-- Opening Marker --
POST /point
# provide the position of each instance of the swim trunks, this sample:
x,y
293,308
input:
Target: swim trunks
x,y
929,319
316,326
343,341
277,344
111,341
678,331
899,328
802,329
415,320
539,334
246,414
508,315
-- Closing Marker --
-- Opening Marker --
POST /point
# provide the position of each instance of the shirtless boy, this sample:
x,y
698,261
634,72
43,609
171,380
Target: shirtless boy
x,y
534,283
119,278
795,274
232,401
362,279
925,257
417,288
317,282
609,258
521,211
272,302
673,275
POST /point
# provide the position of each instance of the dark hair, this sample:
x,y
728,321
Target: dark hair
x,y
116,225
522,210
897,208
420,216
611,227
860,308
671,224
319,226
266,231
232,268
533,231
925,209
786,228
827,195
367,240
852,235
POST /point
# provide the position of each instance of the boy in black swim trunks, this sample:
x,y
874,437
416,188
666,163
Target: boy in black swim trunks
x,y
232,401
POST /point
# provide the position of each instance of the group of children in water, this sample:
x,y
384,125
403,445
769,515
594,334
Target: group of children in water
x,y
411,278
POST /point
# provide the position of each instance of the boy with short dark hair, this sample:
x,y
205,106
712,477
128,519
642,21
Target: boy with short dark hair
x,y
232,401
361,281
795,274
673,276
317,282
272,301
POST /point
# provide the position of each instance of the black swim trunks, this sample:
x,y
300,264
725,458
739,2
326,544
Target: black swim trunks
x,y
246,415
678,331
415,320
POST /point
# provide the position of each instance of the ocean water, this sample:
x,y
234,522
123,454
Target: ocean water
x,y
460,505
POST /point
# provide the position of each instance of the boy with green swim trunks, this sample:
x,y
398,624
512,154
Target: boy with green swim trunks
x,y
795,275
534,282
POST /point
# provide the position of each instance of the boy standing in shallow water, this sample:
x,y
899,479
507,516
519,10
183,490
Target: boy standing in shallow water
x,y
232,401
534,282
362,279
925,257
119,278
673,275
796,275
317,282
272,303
-- Closing Marker --
Could you find every line in the records above that contains the word "position" and copy it?

Answer below:
# provide the position of each instance of the swim trunks, this sample:
# provide the position of each instance of the shirtless boy, this sample:
# provide the position of each instance of the dark hair, this sample:
# provide the position of each instance of the boy in black swim trunks, this sample:
# provide the position of each instance of the group of children in water, this sample:
# provide the position of each instance of the boy with short dark hair, this sample:
# provide the position of each instance of the black swim trunks, this sample:
# provide the position of each instance of the ocean water, this sample:
# provide the position of each instance of the boy with green swim trunks, this sample:
# provide the position of each instance of the boy standing in shallow water, this sample:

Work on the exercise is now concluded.